Scientific classification
- Domain: Eukaryota
- Kingdom: Animalia
- Phylum: Arthropoda
- Class: Insecta
- Order: Lepidoptera
- Family: Lycaenidae
- Genus: Satyrium
- Species: S. caryaevorus
- Binomial name: Satyrium caryaevorus (McDunnough, 1942)

= Satyrium caryaevorus =

- Genus: Satyrium
- Species: caryaevorus
- Authority: (McDunnough, 1942)
- Conservation status: G4

Species of butterfly

Satyrium caryaevorus, the hickory hairstreak, is a butterfly of the family Lycaenidae. It is found in eastern North America, from southern Ontario west to Minnesota and Iowa, south in the Appalachian Mountains to eastern Tennessee.

## Extracted entries
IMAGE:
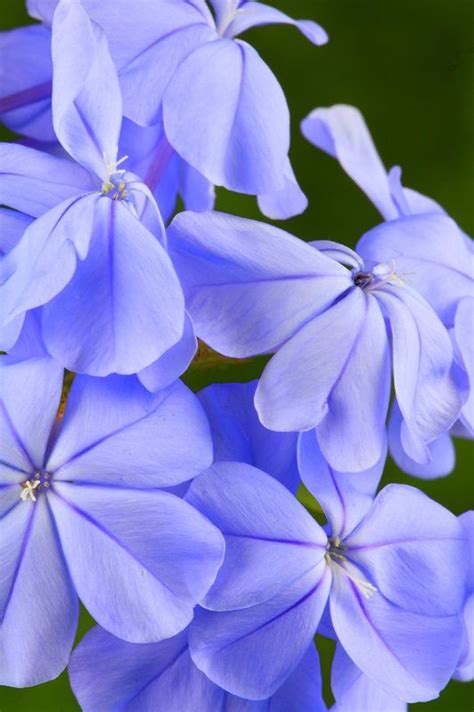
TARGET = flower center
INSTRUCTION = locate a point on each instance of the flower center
(31, 488)
(336, 557)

## Task item
Continue the entry on the hickory hairstreak (Satyrium caryaevorus) above, starting after its last sentence.

## Task output
The wingspan has been reported as 22–28 mm and 29–35 mm. The hindwing has one tail. Adults are on wing from June to August in one generation per year. They feed on the nectar of various flowers, including common milkweed, dogbane, New Jersey tea, staghorn sumac, and white sweet clover.

The larvae feed on the leaves of bitternut hickory (Carya cordiformis), butternut (Juglans cinerea), red oak (Quercus rubra), white ash (Fraxinus americana), and hawthorn (Crataegus species). The species overwinters as an egg.

The MONA or Hodges number for Satyrium caryaevorus is 4283.